## DIRECTIONS
Skip the images and return the records below exactly.

Rows from a pointing dataset
[Start]

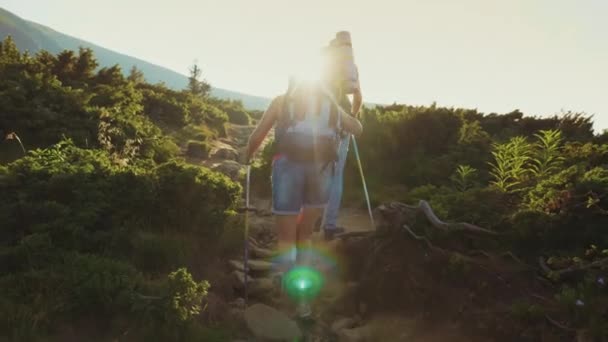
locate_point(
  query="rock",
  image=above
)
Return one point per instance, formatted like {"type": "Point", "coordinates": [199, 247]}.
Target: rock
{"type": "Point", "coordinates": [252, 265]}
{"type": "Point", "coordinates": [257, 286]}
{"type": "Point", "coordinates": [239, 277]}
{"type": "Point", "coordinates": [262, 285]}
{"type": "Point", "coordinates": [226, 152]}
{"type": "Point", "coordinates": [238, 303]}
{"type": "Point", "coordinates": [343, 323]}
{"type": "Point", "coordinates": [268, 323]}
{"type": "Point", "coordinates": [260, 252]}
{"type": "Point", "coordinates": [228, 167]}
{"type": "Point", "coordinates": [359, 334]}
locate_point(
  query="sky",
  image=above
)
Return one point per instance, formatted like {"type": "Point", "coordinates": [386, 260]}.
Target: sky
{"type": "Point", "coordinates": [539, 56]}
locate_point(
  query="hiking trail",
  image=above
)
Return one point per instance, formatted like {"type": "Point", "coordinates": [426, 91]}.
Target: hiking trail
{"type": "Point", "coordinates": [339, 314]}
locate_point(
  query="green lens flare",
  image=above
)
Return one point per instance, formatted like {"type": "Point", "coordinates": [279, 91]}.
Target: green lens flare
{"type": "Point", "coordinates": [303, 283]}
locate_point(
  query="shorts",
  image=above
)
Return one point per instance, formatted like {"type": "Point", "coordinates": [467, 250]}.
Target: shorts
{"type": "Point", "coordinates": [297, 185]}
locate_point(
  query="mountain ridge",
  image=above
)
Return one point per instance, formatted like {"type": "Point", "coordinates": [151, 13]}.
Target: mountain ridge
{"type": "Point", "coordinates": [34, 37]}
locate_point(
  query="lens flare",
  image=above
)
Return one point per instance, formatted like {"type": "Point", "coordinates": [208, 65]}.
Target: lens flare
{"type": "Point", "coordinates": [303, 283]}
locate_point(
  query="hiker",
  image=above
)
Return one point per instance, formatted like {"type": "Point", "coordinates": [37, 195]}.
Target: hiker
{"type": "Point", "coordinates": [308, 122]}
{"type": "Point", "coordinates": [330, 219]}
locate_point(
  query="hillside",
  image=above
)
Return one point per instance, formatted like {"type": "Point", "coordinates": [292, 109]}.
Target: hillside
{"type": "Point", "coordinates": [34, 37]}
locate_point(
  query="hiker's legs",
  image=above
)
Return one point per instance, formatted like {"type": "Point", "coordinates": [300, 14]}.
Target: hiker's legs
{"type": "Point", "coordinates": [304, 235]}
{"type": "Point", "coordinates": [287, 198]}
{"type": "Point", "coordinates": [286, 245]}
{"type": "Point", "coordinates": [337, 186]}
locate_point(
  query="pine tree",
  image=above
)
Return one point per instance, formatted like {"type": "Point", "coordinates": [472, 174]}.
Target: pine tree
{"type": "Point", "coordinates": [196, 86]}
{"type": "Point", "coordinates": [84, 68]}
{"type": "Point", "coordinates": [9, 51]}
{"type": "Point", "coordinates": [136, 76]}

[End]

## SOLUTION TO THIS TASK
locate_point(
  query="rock",
  image=above
)
Return one point per instance, formatted like {"type": "Point", "coordinates": [199, 247]}.
Target: rock
{"type": "Point", "coordinates": [252, 265]}
{"type": "Point", "coordinates": [257, 286]}
{"type": "Point", "coordinates": [239, 277]}
{"type": "Point", "coordinates": [262, 285]}
{"type": "Point", "coordinates": [226, 152]}
{"type": "Point", "coordinates": [238, 303]}
{"type": "Point", "coordinates": [343, 323]}
{"type": "Point", "coordinates": [268, 323]}
{"type": "Point", "coordinates": [260, 252]}
{"type": "Point", "coordinates": [228, 167]}
{"type": "Point", "coordinates": [359, 334]}
locate_point(
  query="sky",
  image=above
)
Return one point per instance, formatted like {"type": "Point", "coordinates": [386, 260]}.
Target: sky
{"type": "Point", "coordinates": [539, 56]}
locate_point(
  query="hiking trail",
  image=above
)
Return one point per instance, formatted like {"type": "Point", "coordinates": [426, 91]}.
Target: hiking trail
{"type": "Point", "coordinates": [339, 314]}
locate_point(
  query="green lens flare",
  image=above
)
Return one point per instance, formatted like {"type": "Point", "coordinates": [279, 91]}.
Target: green lens flare
{"type": "Point", "coordinates": [303, 283]}
locate_point(
  query="shorts",
  image=above
)
Return one point per instance, formatted like {"type": "Point", "coordinates": [467, 250]}.
Target: shorts
{"type": "Point", "coordinates": [297, 185]}
locate_point(
  query="mountain ridge",
  image=above
)
Return one point per instance, formatted like {"type": "Point", "coordinates": [151, 13]}.
Target: mountain ridge
{"type": "Point", "coordinates": [34, 37]}
locate_point(
  query="lens flare",
  image=above
)
Return one point per instance, formatted like {"type": "Point", "coordinates": [208, 65]}.
Target: lens flare
{"type": "Point", "coordinates": [303, 283]}
locate_point(
  query="hiker",
  image=above
)
Return one point per instance, formatted like {"type": "Point", "coordinates": [37, 195]}.
Target: hiker
{"type": "Point", "coordinates": [308, 122]}
{"type": "Point", "coordinates": [330, 219]}
locate_point(
  query="hillside",
  image=above
)
Return one point per instance, formatted like {"type": "Point", "coordinates": [292, 109]}.
Target: hillside
{"type": "Point", "coordinates": [34, 37]}
locate_point(
  query="hiker's legs",
  image=above
)
Return one point per instance, formatted like {"type": "Point", "coordinates": [300, 14]}.
Target: hiker's legs
{"type": "Point", "coordinates": [304, 235]}
{"type": "Point", "coordinates": [287, 198]}
{"type": "Point", "coordinates": [286, 245]}
{"type": "Point", "coordinates": [337, 186]}
locate_point(
  query="pine tree",
  image=above
)
Return one point per instance, formatted like {"type": "Point", "coordinates": [472, 174]}.
Target: pine tree
{"type": "Point", "coordinates": [196, 86]}
{"type": "Point", "coordinates": [84, 68]}
{"type": "Point", "coordinates": [9, 51]}
{"type": "Point", "coordinates": [136, 76]}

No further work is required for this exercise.